INSTRUKSI YANG DIBERIKAN 1: Menurut kutipan teks di bawah, berapa ambang batas kursi DPRD bagi partai politik untuk mencalonkan kepala daerah setelah Putusan MK Nomor 70/PUU-XXII/2024?

KUTIPAN TEKS:
============

Ilustrator: Zakariya Robbani 

Kemarin, Badan Legislasi (Baleg) DPR RI diberitakan menolak Putusan Mahkamah Konstitusi (MK) Nomor 70/PUU-XXII/2024. Putusan itu intinya memutuskan dua poin utama. Pertama, mengubah aturan ambang batas pencalonan kepala daerah oleh partai politik. Dari yang tadinya partai politik memerlukan 20 persen kursi di DPRD dan 25 persen suara ketika pemilihan legislatif, menjadi 7,5 persen kursi DPRD saja. 

Kedua, MK juga memutuskan untuk menetapkan syarat usia pencalonan kepala daerah adalah 30 tahun ketika penetapan calon kepala daerah oleh Komisi Pemilihan Umum (KPU). Poin kedua inilah yang secara spesifik ditolak oleh Baleg DPR RI. Baleg DPR RI lebih setuju dengan Putusan Mahkamah Agung (MA) yang sebelumnya menyatakan bahwa syarat usia pencalonan kepala daerah dalam Pilkada adalah 30 tahun ketika penetapan menjadi kepala daerah. 

Penolakan Baleg DPR RI atas putusan MK itu rencananya akan dibahas dalam rapat paripurna hari ini. Namun, karena rapatnya batal, Puan Maharani, Ketua DPR RI-nya berhalangan hadir. Akhirnya DPR RI mau tidak mau harus menerima putusan MK tentang Pilkada itu. Secara konstitusi, putusan MK sebetulnya juga berada di tingkatan yang lebih tinggi dari putusan MA. Sehingga penolakan Baleg DPR RI sebetulnya kurang begitu relevan. Bahkan terkesan ingin mengotak-atik aturan dan ketetapan yang positif untuk kepentingan segelintir elit politik. 

Perlu diketahui, banyak yang menduga bahwa penolakan Baleg DPR RI ini didasarkan pada kepentingan elit politik yang ingin meloloskan anak atau orang-orangnya menjadi kepala daerah. Kaesang Pangarep, Ketua Umum PSI sekaligus anak dari Presiden Joko Widodo, adalah sosok yang santer dibicarakan sebagai orang yang hendak diloloskan itu. Sebab, pengalaman sebelum Pemilihan Umum (Pemilu) awal 2024 kemarin juga hampir sama, segelintir pihak di lingkungan elit politik terus menerus berusaha agar Gibran Rakabuming Raka lolos dan bisa menjadi pendamping Prabowo. Dan akhirnya kejadian.

============

Data anotasi berbasis titik:
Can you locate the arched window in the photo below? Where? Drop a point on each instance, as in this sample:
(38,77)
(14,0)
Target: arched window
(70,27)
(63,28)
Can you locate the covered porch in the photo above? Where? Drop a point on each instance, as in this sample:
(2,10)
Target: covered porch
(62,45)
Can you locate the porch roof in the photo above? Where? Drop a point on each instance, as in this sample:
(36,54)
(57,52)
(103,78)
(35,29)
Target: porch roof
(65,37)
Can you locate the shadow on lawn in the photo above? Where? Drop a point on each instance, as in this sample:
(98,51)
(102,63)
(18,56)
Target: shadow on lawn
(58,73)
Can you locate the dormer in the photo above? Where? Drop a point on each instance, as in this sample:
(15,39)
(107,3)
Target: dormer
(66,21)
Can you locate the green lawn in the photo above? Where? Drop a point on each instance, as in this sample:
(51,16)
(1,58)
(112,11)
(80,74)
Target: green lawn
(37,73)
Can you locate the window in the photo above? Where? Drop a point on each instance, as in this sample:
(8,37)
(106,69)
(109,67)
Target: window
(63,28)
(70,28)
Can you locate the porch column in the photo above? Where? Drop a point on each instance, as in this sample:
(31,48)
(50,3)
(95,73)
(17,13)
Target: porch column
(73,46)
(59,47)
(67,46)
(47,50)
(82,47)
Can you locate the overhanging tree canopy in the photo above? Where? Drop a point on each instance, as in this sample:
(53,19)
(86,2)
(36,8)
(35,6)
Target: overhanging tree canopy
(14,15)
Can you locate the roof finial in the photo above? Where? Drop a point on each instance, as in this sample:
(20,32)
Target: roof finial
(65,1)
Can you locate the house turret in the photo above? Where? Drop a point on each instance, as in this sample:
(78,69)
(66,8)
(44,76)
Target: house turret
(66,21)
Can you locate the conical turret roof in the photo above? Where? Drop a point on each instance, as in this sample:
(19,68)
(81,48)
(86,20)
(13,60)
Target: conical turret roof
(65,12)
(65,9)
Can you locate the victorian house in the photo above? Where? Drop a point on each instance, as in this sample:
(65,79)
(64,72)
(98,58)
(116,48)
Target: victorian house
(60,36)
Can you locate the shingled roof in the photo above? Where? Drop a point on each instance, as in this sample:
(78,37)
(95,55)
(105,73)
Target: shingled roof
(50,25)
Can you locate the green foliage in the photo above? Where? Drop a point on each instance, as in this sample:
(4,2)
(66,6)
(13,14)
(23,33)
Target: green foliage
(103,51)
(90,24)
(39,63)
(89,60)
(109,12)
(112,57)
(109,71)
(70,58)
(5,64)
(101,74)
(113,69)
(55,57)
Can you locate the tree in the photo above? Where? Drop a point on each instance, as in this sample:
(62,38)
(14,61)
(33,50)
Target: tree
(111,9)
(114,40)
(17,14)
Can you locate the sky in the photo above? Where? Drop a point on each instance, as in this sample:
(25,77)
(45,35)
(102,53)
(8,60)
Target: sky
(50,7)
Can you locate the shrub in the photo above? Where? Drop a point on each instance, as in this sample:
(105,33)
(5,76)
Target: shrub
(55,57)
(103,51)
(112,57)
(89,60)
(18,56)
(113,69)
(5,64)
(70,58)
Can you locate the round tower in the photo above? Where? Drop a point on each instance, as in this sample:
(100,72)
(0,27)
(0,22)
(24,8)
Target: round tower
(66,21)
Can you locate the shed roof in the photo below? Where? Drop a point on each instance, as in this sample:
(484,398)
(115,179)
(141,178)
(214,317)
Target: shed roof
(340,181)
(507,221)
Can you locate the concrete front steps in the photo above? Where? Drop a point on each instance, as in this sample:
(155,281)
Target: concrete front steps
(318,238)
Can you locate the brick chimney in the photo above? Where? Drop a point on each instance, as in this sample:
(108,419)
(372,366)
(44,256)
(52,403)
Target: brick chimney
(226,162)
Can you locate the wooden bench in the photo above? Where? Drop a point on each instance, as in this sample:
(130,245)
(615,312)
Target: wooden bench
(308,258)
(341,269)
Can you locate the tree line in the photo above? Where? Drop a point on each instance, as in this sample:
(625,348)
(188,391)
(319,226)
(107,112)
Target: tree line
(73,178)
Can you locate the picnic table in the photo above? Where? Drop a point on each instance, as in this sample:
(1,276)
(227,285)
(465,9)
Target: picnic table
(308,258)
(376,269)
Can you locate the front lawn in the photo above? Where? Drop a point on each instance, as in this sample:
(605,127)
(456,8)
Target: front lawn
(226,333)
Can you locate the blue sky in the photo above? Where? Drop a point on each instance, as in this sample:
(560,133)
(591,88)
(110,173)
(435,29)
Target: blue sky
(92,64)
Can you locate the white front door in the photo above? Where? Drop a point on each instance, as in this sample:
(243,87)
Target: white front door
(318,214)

============

INSTRUKSI YANG DIBERIKAN 2: Tolong ubah baris data di atas menjadi daftar JSON berisi string, satu string untuk setiap baris dan tanpa baris kosong. Mulai dari baris data yang memuat "Can you locate the tree line" dan berhenti setelah baris terakhir data.

JAWABAN AKHIR 1: 7,5 persen kursi DPRD saja.

JAWABAN AKHIR 2:
[
  "Can you locate the tree line in the photo above? Where? Drop a point on each instance, as in this sample:",
  "(625,348)",
  "(188,391)",
  "(319,226)",
  "(107,112)",
  "Target: tree line",
  "(73,178)",
  "Can you locate the picnic table in the photo above? Where? Drop a point on each instance, as in this sample:",
  "(1,276)",
  "(227,285)",
  "(465,9)",
  "Target: picnic table",
  "(308,258)",
  "(376,269)",
  "Can you locate the front lawn in the photo above? Where? Drop a point on each instance, as in this sample:",
  "(605,127)",
  "(456,8)",
  "Target: front lawn",
  "(226,333)",
  "Can you locate the blue sky in the photo above? Where? Drop a point on each instance, as in this sample:",
  "(560,133)",
  "(591,88)",
  "(110,173)",
  "(435,29)",
  "Target: blue sky",
  "(92,64)",
  "Can you locate the white front door in the photo above? Where? Drop a point on each instance, as in this sample:",
  "(243,87)",
  "Target: white front door",
  "(318,214)"
]